# DATA FOR THE TASK start

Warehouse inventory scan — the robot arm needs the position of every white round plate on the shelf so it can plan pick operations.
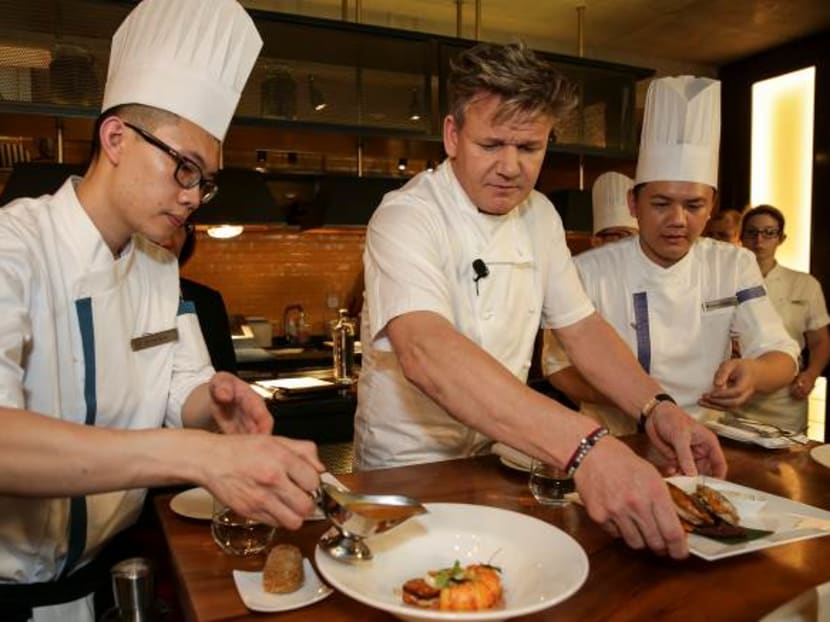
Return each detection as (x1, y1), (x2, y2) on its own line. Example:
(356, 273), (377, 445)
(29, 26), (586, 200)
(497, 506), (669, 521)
(810, 445), (830, 468)
(170, 488), (213, 520)
(315, 503), (588, 622)
(499, 456), (530, 473)
(233, 558), (334, 611)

# DATA FOR THE TASK end

- [WHAT IS BEING ASKED] Rewrite the items above with "white round plate" renamed to "round white dish" and everything else kept the same, omitting the pictures.

- [SOLUTION TO THIS EXERCISE]
Warehouse inventory scan — the robot arm needs the position of every round white dish on the shelf so it can plan pick operations.
Return each detection as (x1, y1), (x2, y2) on its own line. Example:
(356, 273), (377, 445)
(29, 26), (586, 200)
(497, 506), (669, 521)
(810, 445), (830, 468)
(170, 488), (213, 520)
(315, 503), (588, 622)
(499, 456), (530, 473)
(233, 558), (334, 611)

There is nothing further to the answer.